- _YOUR GOAL_: Set down word for word the part of the RNA-seq experiment design passage below starting at "At what timepoint" and ending at "certain genetic background.".

- _SUPPLIED PASSAGE_:
· · ·

At what timepoint should we measure gene expression? Too soon after treatment and our compound may not have had time to take effect, too long and we may start seeing secondary effects - changes in gene expression due to apoptosis for example. This can often be the most difficult thing to decide.
Which cell line/model?
The cancer cell line to be used in the experiment (for example) is an important consideration. We want to see the same effect in more than one model to have greater confidence in the biological effects that we see, or perhaps we expect our compound to only be active in a certain genetic background.
How many replicates?
This depends on the amount of variability in the system and the expected effect size. If we want to see small effects in a noisy model (mouse xenografts) then we will need more replicates than if we want to see large effects in a clean model (cell lines). There have been some excellent papers considering this in detail (Schurch & Barton RNA 2016)
We then get to the RNA-seq specific technical aspects of how we do the sequencing:
How many reads?

· · ·

[Saved entries]
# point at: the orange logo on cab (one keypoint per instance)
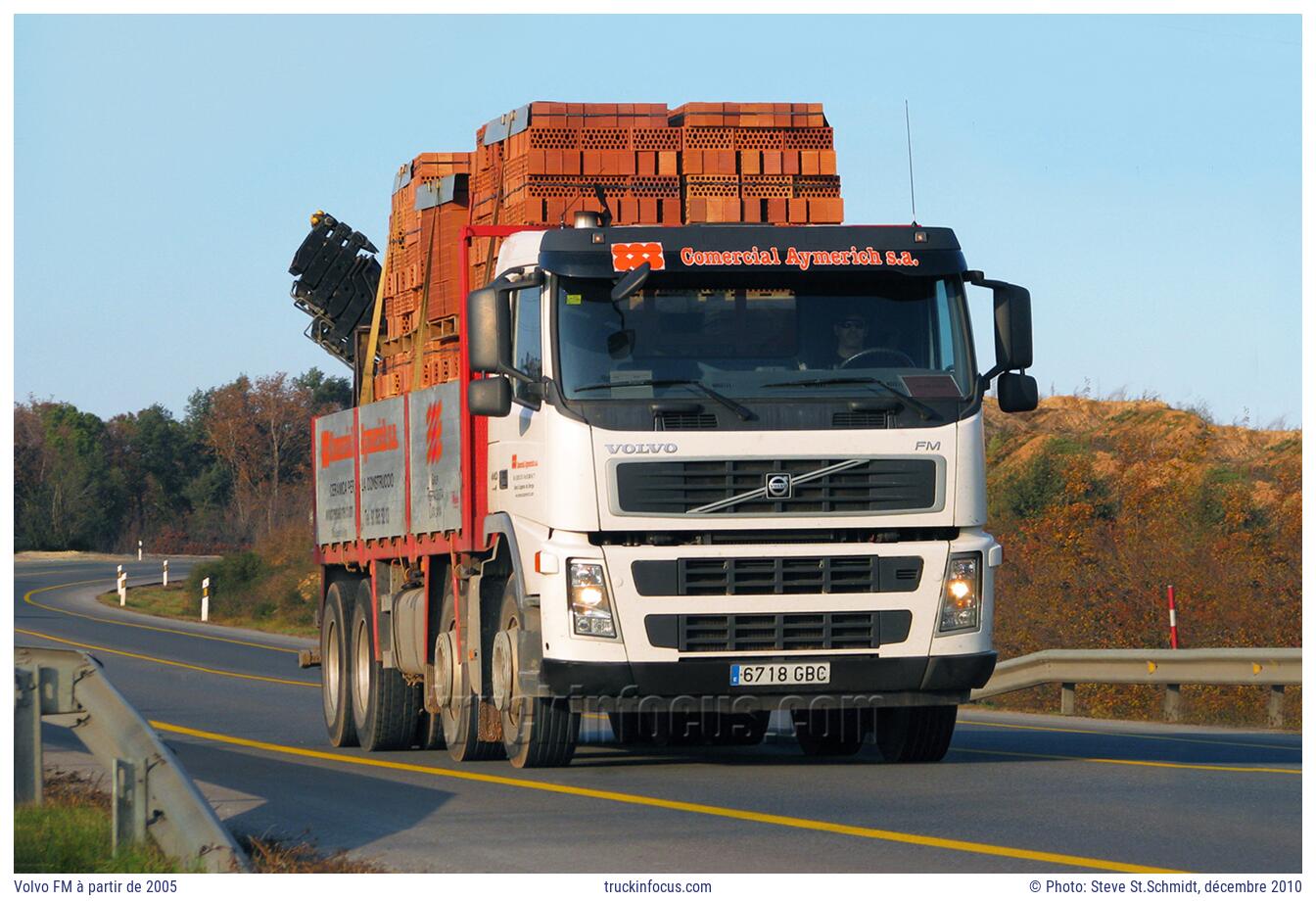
(628, 257)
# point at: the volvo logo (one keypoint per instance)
(777, 486)
(641, 449)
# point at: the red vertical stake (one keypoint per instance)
(1174, 626)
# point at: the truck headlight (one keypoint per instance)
(591, 606)
(961, 598)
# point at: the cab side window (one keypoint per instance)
(527, 346)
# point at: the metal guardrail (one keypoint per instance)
(1273, 667)
(152, 792)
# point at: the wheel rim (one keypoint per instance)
(445, 678)
(329, 666)
(360, 679)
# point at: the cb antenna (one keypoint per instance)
(910, 148)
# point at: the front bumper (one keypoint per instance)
(864, 681)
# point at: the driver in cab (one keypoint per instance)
(852, 336)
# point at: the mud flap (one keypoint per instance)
(490, 724)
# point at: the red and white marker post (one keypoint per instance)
(1174, 626)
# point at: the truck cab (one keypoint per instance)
(737, 470)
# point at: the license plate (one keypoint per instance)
(780, 674)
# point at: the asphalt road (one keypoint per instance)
(1016, 793)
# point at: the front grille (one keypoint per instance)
(776, 575)
(865, 486)
(722, 633)
(683, 421)
(862, 420)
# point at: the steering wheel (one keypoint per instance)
(902, 359)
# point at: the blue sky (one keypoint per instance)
(1141, 175)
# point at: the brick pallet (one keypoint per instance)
(700, 162)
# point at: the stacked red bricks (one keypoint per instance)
(696, 164)
(700, 162)
(423, 279)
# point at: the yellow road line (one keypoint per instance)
(26, 598)
(167, 663)
(641, 800)
(1128, 763)
(1152, 738)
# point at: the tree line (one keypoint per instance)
(232, 470)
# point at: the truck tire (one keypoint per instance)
(832, 732)
(915, 735)
(336, 668)
(538, 732)
(461, 712)
(383, 705)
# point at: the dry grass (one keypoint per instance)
(176, 602)
(271, 855)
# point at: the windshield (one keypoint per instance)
(764, 342)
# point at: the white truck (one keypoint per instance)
(710, 472)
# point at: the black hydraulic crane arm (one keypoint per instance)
(337, 284)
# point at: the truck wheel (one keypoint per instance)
(915, 735)
(538, 732)
(830, 732)
(461, 709)
(336, 670)
(383, 705)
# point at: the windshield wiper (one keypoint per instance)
(922, 409)
(738, 409)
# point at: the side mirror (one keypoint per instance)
(491, 396)
(631, 282)
(490, 322)
(1013, 309)
(1016, 392)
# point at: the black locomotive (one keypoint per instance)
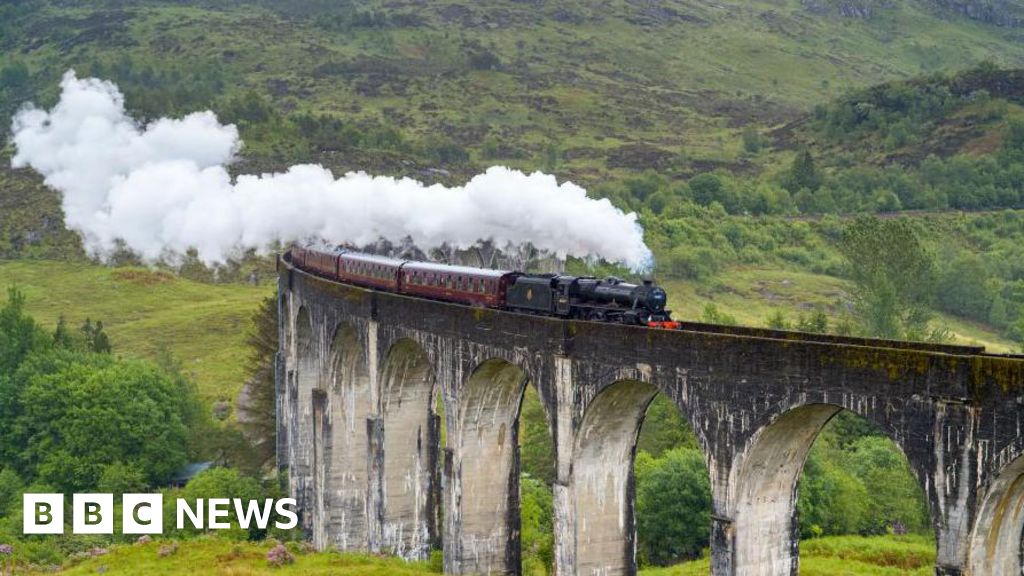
(589, 298)
(565, 296)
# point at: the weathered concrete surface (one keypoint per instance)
(756, 400)
(411, 441)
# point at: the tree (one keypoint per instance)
(258, 406)
(895, 497)
(222, 483)
(832, 500)
(537, 511)
(803, 173)
(66, 401)
(1020, 328)
(712, 315)
(894, 276)
(536, 446)
(673, 506)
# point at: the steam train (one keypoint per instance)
(563, 296)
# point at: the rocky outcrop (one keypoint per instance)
(998, 12)
(863, 9)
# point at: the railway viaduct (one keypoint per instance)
(373, 465)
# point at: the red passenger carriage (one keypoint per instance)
(370, 271)
(457, 284)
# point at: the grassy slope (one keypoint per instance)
(752, 294)
(849, 556)
(846, 556)
(202, 325)
(229, 559)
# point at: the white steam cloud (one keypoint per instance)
(163, 189)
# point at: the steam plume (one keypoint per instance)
(163, 189)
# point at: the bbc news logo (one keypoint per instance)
(143, 513)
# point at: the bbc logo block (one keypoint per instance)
(143, 513)
(43, 513)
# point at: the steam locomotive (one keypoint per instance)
(610, 299)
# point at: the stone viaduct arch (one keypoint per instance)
(756, 400)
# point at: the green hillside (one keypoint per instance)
(852, 556)
(144, 313)
(591, 89)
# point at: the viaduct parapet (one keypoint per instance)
(361, 374)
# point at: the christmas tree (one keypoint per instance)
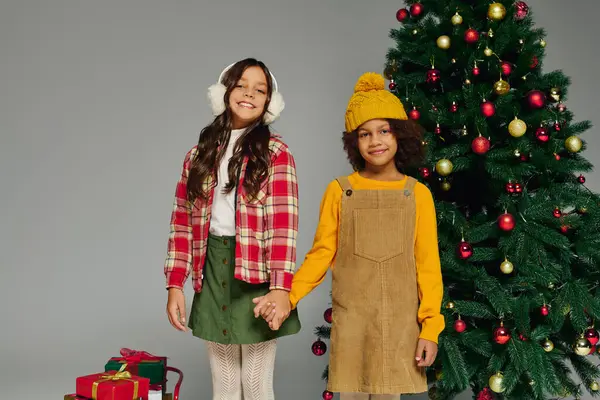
(518, 229)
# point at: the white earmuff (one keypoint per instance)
(216, 98)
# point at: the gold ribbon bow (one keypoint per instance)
(118, 376)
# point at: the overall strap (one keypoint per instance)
(410, 185)
(345, 184)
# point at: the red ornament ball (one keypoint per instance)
(506, 222)
(480, 145)
(518, 188)
(488, 109)
(510, 188)
(465, 250)
(416, 9)
(506, 68)
(319, 348)
(536, 99)
(501, 335)
(425, 172)
(542, 134)
(402, 14)
(433, 76)
(460, 326)
(592, 335)
(414, 114)
(471, 35)
(521, 10)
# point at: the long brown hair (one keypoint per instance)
(213, 140)
(410, 148)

· · ·

- _YOUR RESPONSE_:
At what timepoint should we measure gene expression? Too soon after treatment and our compound may not have had time to take effect, too long and we may start seeing secondary effects - changes in gene expression due to apoptosis for example. This can often be the most difficult thing to decide.
Which cell line/model?
The cancer cell line to be used in the experiment (for example) is an important consideration. We want to see the same effect in more than one model to have greater confidence in the biological effects that we see, or perhaps we expect our compound to only be active in a certain genetic background.